# PROBLEM DETAILS
Reproduce the stretch from the line containing "to locate man's" through the line containing "[50,60,67,72]", changing "bounding box" to "rectangle" and leaving everything else the same.

# RECORDS FOR PROCESSING
-------
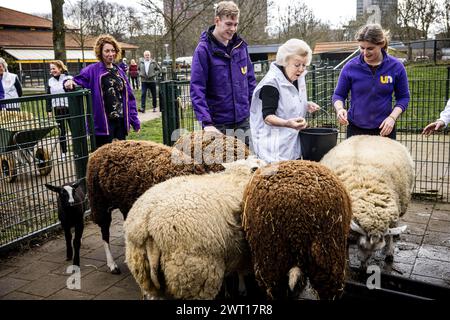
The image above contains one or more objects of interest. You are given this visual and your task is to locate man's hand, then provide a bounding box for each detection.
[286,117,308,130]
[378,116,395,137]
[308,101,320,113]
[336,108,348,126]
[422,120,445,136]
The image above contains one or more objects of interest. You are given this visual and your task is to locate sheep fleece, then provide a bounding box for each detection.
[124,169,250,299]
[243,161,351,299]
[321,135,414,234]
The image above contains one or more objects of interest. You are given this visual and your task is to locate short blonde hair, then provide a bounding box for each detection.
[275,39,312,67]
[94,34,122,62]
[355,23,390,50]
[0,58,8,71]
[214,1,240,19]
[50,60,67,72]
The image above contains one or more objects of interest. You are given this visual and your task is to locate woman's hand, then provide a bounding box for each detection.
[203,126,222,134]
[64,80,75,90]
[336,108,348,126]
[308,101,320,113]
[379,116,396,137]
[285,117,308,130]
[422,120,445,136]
-------
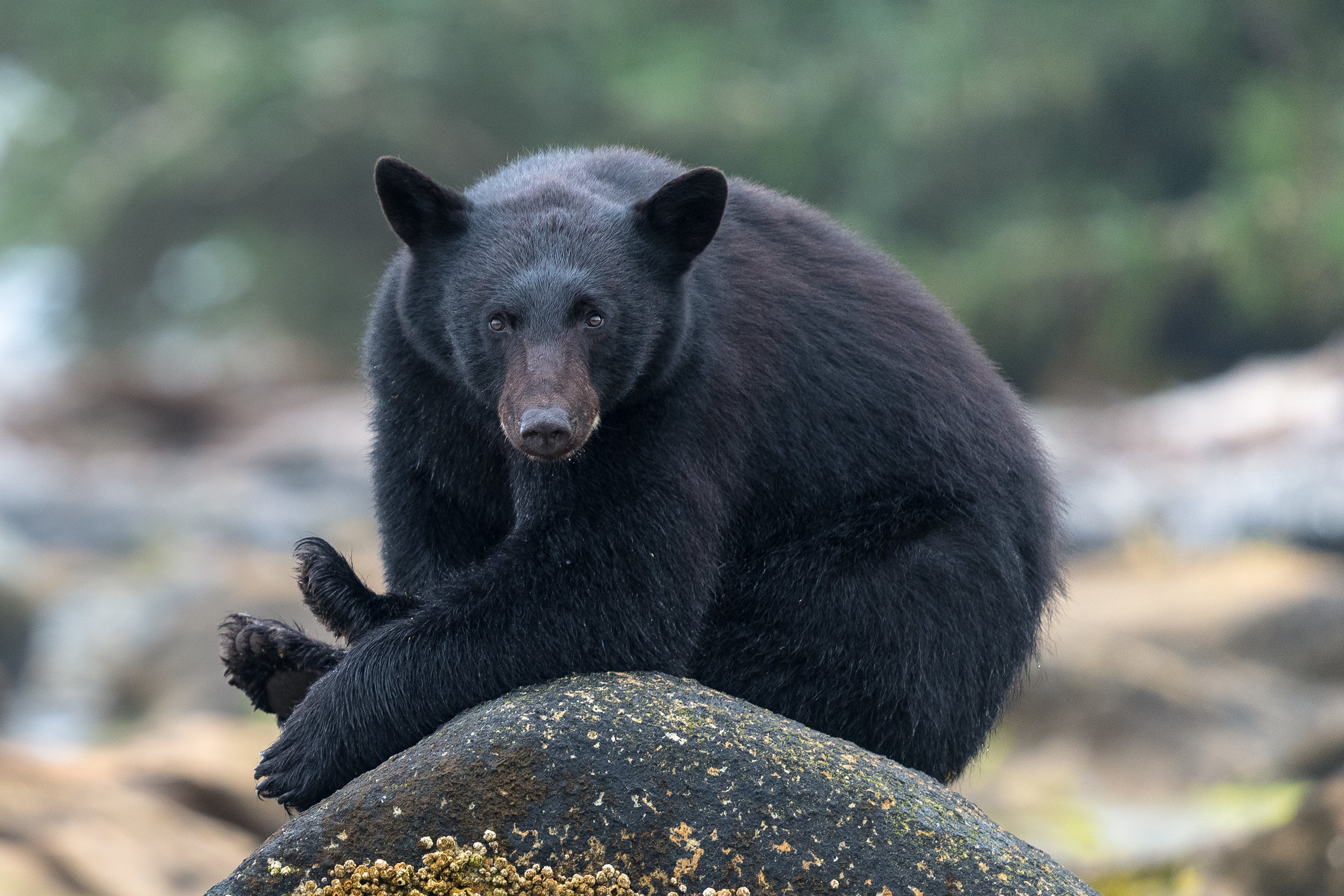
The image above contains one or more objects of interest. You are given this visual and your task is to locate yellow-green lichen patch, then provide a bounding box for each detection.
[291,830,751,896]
-------
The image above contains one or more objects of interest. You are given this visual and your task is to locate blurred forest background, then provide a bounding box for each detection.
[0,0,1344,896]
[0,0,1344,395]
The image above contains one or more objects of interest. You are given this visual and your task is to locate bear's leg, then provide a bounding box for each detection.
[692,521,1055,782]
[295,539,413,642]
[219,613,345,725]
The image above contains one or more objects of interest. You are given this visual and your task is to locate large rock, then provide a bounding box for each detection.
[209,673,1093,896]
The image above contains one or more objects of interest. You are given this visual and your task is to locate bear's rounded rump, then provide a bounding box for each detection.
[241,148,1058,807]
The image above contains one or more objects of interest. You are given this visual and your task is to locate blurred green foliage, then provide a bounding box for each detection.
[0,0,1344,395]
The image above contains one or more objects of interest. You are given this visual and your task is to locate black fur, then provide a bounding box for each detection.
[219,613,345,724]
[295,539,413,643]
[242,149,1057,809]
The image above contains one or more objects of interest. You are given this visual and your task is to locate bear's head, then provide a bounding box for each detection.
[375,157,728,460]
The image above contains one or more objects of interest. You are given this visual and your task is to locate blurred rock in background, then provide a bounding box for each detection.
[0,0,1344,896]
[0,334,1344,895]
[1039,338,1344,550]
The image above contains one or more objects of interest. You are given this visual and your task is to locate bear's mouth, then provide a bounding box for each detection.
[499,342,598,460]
-------
# THE RESULT
The image above contains one or more objects of interest. You are given this visual and your task is to locate man's hand, then provide a rectangle for each detection.
[286,117,308,130]
[378,116,395,137]
[308,101,320,113]
[336,108,348,126]
[422,120,445,136]
The image above contains one or more objects of interest. You are given this visual and your task is to locate sheep fleece, then provide a rectangle for each detection.
[124,169,250,299]
[243,161,351,299]
[321,135,414,234]
The image above contains one or more objects of interest. You are given this visual and your task is to locate short blonde hair, then provide a rectangle for each detection.
[275,39,312,67]
[94,34,122,62]
[355,23,390,50]
[0,58,8,71]
[214,1,240,19]
[50,60,67,72]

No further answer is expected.